> [WHAT TO WORK ON]:
a) Answer these questions from the vaccine excerpt:
(i) What medicine did family members of COVID-19 patients come in to buy?
(ii) On what date did the acquaintance begin trying to make a reservation for the umpteenth time?
(iii) By what date did healthcare workers need their first vaccination to stay eligible for priority vaccinations?
b) From the vaccine excerpt, please transcribe the passage starting at "Handling family members" and ending at "from said hospital.".
::: PAGE EXCERPT :::
My acquaintance hadn’t heard anything about this from the prefectural government. According to their colleague, finding out about these spots had been a lucky coincidence, and they, too, had filled up quickly.
Handling family members of recovering COVID-19 patients
While waiting to make a vaccine reservation, my acquaintance continued working at the pharmacy.
Until the end of May, they were posted at a pharmacy across the street from a large general hospital, and patients would come in with prescriptions from said hospital.
Almost every day, family members of COVID-19 patients recuperating at home would come in as well. They came in to buy Acetaminophen, an antipyretic thought to be effective against the virus. My acquaintance had to carefully check each label so that customers would not mistakenly buy Loxonin, a painkiller harmful to COVID-19 patients.
Starting early June, they were transferred to a pharmacy adjacent to a cluster of clinics. Here, elderly patients with repeat prescriptions and patients with COVID-like symptoms — coughs, fevers — but who had not taken a PCR test would often come by. Because of the influx of elderly patients, my acquaintance often had to lean close to their ear and speak in a loud voice to be heard.
On Aug. 4, 2021, nearly three months after having received the priority vaccination ticket, my acquaintance began trying to make a reservation for the umpteenth time. Unable to get through on the app, they tried calling the healthcare facility directly.
On the phone, however, they were told that priority vaccinations for healthcare workers had been discontinued.
Surprised, they opened the app reservation form. There, it read that healthcare workers who had not received their first vaccination by July 23 were not eligible to receive priority vaccinations. My acquaintance was shocked.
::: DATA EXTRACTS :::
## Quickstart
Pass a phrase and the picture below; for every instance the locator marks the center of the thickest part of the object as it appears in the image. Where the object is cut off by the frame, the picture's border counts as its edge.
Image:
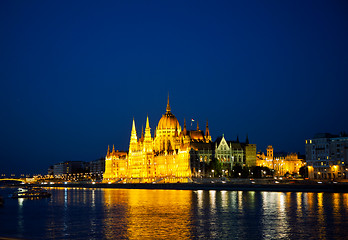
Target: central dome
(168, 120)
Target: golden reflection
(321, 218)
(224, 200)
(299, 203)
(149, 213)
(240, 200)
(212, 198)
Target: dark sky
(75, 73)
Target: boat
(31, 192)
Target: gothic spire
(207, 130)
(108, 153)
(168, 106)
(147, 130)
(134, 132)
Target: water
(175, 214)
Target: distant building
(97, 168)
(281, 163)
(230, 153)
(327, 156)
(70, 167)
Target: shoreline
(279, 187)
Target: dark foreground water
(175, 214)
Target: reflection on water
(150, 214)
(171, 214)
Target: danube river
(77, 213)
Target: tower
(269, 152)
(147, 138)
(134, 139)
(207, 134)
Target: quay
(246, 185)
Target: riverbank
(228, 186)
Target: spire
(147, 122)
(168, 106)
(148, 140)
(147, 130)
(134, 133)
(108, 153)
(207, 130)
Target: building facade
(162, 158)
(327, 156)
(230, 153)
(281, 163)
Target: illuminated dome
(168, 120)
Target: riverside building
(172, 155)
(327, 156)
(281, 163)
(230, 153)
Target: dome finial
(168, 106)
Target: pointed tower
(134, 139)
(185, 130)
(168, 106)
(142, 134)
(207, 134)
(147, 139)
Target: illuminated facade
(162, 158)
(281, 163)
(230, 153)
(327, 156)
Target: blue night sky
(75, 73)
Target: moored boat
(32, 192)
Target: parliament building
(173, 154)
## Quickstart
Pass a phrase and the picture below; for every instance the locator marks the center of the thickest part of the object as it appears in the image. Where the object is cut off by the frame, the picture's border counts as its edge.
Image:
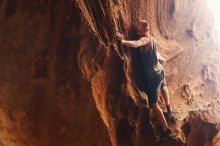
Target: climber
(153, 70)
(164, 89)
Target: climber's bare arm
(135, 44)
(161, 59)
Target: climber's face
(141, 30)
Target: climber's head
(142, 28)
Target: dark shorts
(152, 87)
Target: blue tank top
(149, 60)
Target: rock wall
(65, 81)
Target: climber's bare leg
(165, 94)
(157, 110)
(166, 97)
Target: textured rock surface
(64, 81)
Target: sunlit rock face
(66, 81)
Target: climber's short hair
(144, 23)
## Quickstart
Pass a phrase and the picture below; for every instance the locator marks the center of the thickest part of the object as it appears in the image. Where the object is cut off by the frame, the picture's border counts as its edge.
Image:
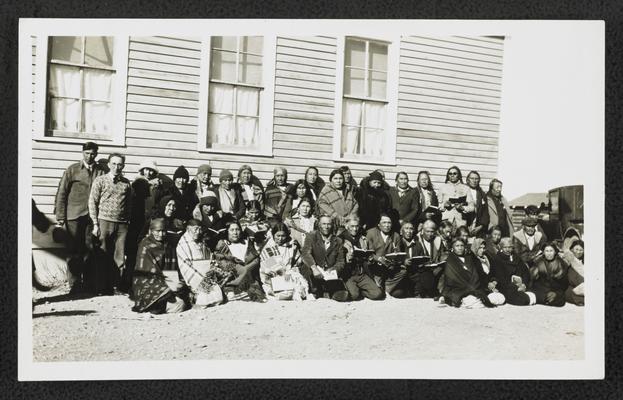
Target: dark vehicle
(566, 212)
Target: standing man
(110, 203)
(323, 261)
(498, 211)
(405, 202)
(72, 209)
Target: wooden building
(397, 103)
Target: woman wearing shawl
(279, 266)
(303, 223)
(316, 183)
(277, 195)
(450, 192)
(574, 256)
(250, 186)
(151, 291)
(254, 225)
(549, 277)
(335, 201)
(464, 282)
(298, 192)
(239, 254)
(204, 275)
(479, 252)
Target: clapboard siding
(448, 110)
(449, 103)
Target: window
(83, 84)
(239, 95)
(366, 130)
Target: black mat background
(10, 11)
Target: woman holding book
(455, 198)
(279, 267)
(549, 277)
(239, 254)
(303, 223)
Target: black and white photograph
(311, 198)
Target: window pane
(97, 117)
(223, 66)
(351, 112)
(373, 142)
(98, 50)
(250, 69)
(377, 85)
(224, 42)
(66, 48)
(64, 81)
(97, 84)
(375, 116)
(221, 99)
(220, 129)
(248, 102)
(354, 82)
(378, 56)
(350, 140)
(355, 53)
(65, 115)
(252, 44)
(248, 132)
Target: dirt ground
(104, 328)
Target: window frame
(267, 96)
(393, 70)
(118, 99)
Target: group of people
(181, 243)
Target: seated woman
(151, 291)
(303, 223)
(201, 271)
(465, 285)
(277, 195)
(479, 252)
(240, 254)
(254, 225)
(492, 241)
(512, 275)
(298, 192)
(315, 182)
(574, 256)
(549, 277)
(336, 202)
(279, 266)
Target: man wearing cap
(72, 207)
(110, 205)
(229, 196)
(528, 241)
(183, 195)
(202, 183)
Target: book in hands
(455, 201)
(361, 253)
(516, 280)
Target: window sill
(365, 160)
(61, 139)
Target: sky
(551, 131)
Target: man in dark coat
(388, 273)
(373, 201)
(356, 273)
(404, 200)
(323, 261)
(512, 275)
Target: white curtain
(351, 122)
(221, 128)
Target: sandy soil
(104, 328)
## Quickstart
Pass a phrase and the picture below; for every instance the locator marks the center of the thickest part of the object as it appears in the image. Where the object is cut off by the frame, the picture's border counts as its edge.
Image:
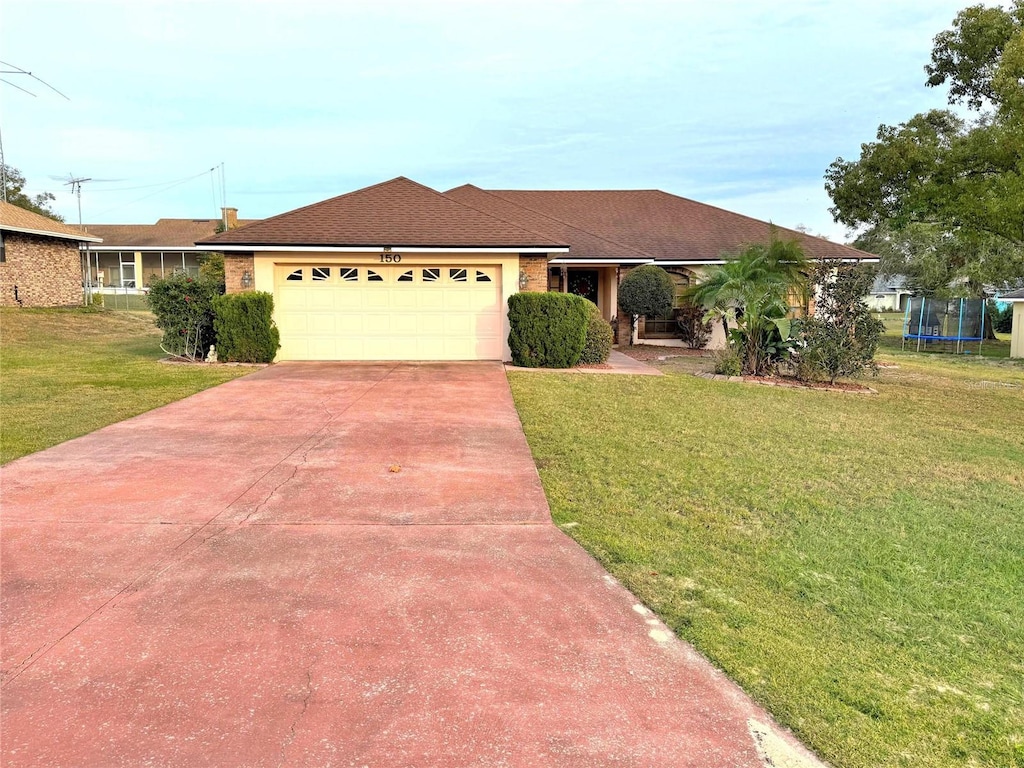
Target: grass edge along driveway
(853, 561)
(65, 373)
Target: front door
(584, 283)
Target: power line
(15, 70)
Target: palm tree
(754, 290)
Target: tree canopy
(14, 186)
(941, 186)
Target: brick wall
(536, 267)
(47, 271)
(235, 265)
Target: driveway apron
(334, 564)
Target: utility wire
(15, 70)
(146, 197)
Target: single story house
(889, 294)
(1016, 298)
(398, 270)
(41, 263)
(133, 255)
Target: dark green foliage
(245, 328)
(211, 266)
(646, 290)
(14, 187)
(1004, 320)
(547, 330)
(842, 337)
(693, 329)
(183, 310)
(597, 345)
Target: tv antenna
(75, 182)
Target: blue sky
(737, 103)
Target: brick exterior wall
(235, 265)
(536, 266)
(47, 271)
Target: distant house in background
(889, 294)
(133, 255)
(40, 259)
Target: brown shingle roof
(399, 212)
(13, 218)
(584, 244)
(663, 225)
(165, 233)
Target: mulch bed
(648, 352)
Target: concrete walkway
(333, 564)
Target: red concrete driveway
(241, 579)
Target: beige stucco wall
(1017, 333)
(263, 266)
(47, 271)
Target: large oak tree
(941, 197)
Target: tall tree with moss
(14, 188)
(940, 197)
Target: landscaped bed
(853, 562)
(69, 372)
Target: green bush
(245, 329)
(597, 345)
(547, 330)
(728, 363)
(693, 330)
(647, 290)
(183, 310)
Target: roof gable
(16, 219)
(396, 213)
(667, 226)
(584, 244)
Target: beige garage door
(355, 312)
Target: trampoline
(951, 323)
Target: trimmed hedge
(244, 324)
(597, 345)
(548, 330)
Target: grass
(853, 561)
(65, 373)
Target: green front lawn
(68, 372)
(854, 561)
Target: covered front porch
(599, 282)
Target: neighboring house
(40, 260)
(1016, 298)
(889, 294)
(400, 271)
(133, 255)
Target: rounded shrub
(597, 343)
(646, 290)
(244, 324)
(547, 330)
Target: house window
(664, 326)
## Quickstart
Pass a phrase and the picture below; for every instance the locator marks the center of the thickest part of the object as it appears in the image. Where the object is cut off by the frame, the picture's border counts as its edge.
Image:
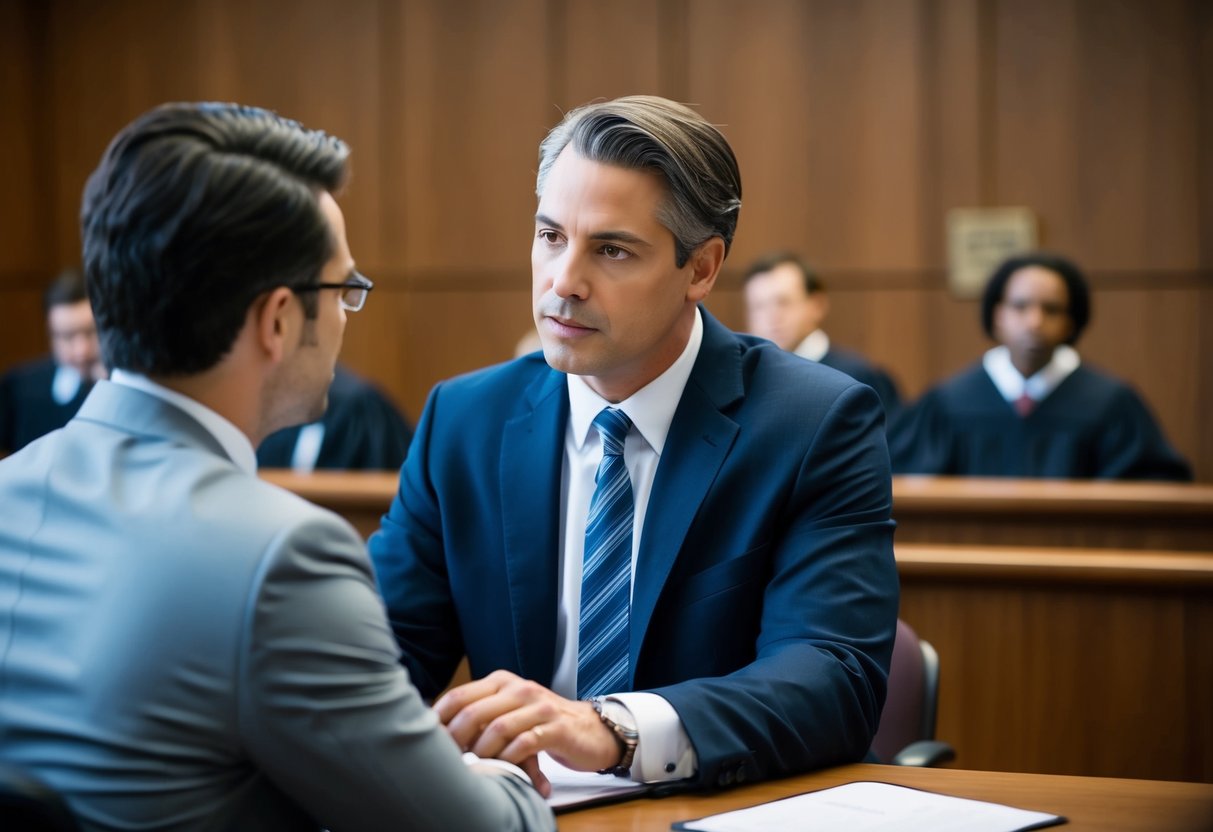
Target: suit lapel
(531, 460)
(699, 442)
:::
> [EXPECTED RESPONSES]:
a)
(i) Acetaminophen
(ii) Aug. 4, 2021
(iii) July 23

b)
Handling family members of recovering COVID-19 patients
While waiting to make a vaccine reservation, my acquaintance continued working at the pharmacy.
Until the end of May, they were posted at a pharmacy across the street from a large general hospital, and patients would come in with prescriptions from said hospital.